Objective:
Take the data that follows and retype it word for word.

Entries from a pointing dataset
○ ○ ○ ○ ○ ○ ○

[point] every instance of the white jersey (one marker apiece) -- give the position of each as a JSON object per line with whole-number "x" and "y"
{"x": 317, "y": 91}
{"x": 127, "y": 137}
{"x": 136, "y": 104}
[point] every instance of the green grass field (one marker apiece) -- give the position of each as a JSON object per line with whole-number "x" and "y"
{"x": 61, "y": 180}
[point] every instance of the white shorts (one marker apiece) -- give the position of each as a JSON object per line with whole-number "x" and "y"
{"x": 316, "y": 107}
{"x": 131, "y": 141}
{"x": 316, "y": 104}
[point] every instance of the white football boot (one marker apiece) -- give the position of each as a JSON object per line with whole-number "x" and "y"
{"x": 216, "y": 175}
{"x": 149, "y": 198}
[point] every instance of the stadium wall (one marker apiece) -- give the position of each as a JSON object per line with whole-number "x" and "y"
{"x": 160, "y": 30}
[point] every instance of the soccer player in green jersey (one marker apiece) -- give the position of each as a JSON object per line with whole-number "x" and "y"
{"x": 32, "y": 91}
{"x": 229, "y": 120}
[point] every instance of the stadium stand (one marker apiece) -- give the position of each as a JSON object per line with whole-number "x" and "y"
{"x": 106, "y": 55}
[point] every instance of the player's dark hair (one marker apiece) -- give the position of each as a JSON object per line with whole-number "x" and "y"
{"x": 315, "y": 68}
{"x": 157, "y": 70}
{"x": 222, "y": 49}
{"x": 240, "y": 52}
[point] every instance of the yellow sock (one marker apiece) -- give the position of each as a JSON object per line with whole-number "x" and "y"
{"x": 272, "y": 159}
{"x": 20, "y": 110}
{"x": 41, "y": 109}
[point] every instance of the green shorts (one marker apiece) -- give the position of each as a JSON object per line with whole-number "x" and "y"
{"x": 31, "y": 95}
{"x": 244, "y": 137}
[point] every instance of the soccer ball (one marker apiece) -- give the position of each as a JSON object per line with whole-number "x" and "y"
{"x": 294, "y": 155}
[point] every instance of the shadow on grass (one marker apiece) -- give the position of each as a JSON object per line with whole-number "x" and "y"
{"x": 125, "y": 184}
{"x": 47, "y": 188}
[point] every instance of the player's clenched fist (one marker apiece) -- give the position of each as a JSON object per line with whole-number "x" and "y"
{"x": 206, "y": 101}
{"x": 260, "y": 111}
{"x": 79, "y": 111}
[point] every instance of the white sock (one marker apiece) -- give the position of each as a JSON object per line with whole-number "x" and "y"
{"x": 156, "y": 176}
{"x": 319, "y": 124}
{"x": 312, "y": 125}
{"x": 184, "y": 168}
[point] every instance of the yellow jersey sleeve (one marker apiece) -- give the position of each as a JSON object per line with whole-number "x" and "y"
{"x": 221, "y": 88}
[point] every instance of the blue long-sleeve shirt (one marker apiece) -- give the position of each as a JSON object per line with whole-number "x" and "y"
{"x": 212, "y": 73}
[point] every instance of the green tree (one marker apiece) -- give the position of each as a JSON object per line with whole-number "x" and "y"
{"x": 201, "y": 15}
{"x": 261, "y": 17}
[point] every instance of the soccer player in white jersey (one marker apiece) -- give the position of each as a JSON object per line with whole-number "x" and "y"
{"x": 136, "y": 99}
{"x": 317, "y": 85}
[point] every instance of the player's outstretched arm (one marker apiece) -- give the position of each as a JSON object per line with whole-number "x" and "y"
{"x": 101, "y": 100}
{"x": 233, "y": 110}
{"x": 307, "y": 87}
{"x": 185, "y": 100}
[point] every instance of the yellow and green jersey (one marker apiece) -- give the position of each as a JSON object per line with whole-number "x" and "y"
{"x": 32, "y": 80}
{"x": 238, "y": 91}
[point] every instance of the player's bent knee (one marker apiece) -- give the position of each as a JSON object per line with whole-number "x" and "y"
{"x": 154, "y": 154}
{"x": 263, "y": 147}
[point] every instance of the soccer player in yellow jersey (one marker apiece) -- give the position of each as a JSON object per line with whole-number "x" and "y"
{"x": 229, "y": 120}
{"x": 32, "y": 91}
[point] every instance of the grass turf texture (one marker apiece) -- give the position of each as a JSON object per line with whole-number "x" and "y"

○ ○ ○ ○ ○ ○ ○

Final result:
[point] every instance of the white jersey (one marker apiece) -- give the position of each as a JSON object per line with whole-number "x" and "y"
{"x": 317, "y": 91}
{"x": 127, "y": 137}
{"x": 136, "y": 104}
[point] every instance of the green grass field (one marker apiece) -- give the position of each as a JSON object per line with whole-number "x" and "y"
{"x": 61, "y": 180}
[point] every instance of the white shorts (one marker apiece) -- give the position of each as a JSON object per line with whole-number "x" and "y"
{"x": 316, "y": 107}
{"x": 131, "y": 141}
{"x": 316, "y": 104}
[point] every instance of the white football boot (one marker apiece) -- give the position of each as a JSON object per line with whole-number "x" and "y"
{"x": 216, "y": 175}
{"x": 149, "y": 198}
[point] every instance of the stadium wall (one marker apiece) -- give the position of each as a JSON object per line with whole-number "x" and "y"
{"x": 160, "y": 30}
[point] every instance of the soccer player in green jersey (one marker apiece) -- give the position of each as a JSON object per line with whole-number "x" and "y"
{"x": 32, "y": 91}
{"x": 229, "y": 120}
[point] every instance of the stadium stand (one marker apiece) -- give the position of each as a JSON object per line with whole-number "x" and "y"
{"x": 106, "y": 55}
[point] every instance of the player's dark hair (one marker apiece) -- give the position of each as a JSON object per line with whole-number "x" and "y"
{"x": 315, "y": 68}
{"x": 157, "y": 70}
{"x": 222, "y": 49}
{"x": 240, "y": 52}
[point] every instance of the yellow sock (one marker apiece) -- give the position of each as a JSON object per line with whole-number "x" and "y"
{"x": 272, "y": 159}
{"x": 20, "y": 110}
{"x": 41, "y": 109}
[point] every instance of the green shorts (one marker apiece) -- give the position of each as a JSON object per line with whole-number "x" and "y"
{"x": 31, "y": 95}
{"x": 244, "y": 137}
[point] every instance of the soccer ball (one marker apiece) -- give the position of each as a JSON object per line with whole-number "x" and "y"
{"x": 294, "y": 155}
[point] every instance of the shadow on grass (one marker apiece) -- give the position of each as a JSON object per line with whole-number "x" and "y"
{"x": 125, "y": 184}
{"x": 47, "y": 188}
[point] every instance of the player's clenched fist (one marker apiece) -- give the position of each as a JSON object per line with whole-number "x" and "y"
{"x": 206, "y": 101}
{"x": 260, "y": 111}
{"x": 79, "y": 111}
[point] every instance of the white sock (one marker apiece) -- give the position of each as a JSON object per line with whole-number "x" and "y"
{"x": 156, "y": 176}
{"x": 319, "y": 124}
{"x": 312, "y": 125}
{"x": 184, "y": 168}
[point] every instance of the yellow jersey sleeve (one marker apiece) -- give the position of each as a JSON object per line with whole-number "x" and "y"
{"x": 221, "y": 88}
[point] every instance of the blue long-sleeve shirt (one marker apiece) -- give the position of each as a JSON object per line with whole-number "x" and "y"
{"x": 212, "y": 73}
[point] every instance of the green tree (one marker apiece) -- give the position of each as a JSON object per line with whole-number "x" and "y"
{"x": 201, "y": 15}
{"x": 261, "y": 17}
[point] every instance of the soccer player in white jersey (one marker apiece) -- give the position of each as a JSON object per line with whole-number "x" and "y"
{"x": 136, "y": 99}
{"x": 317, "y": 85}
[point] every instance of the player's outstretched arm (one marker apiece) -- give the position of each as a JSON object per line with whole-number "x" and "y"
{"x": 101, "y": 100}
{"x": 233, "y": 110}
{"x": 307, "y": 87}
{"x": 185, "y": 100}
[point] every instance of the yellow and green jersey (one marker apiece) -- give the position of each as a JSON object per line with whole-number "x" and "y"
{"x": 32, "y": 80}
{"x": 238, "y": 91}
[point] every instance of the player's bent knee (one marker apiece) -- give the position of each as a JSON object per line with whole-number "x" and "y"
{"x": 154, "y": 154}
{"x": 263, "y": 147}
[point] every instance of the soccer player in yellow jersey (one marker apiece) -- give the position of each as a JSON object per line with whole-number "x" and "y"
{"x": 229, "y": 120}
{"x": 32, "y": 91}
[point] every instance of the grass turf texture (one marker apiece) -- give the position of each as a JSON object per line with whole-number "x" and "y"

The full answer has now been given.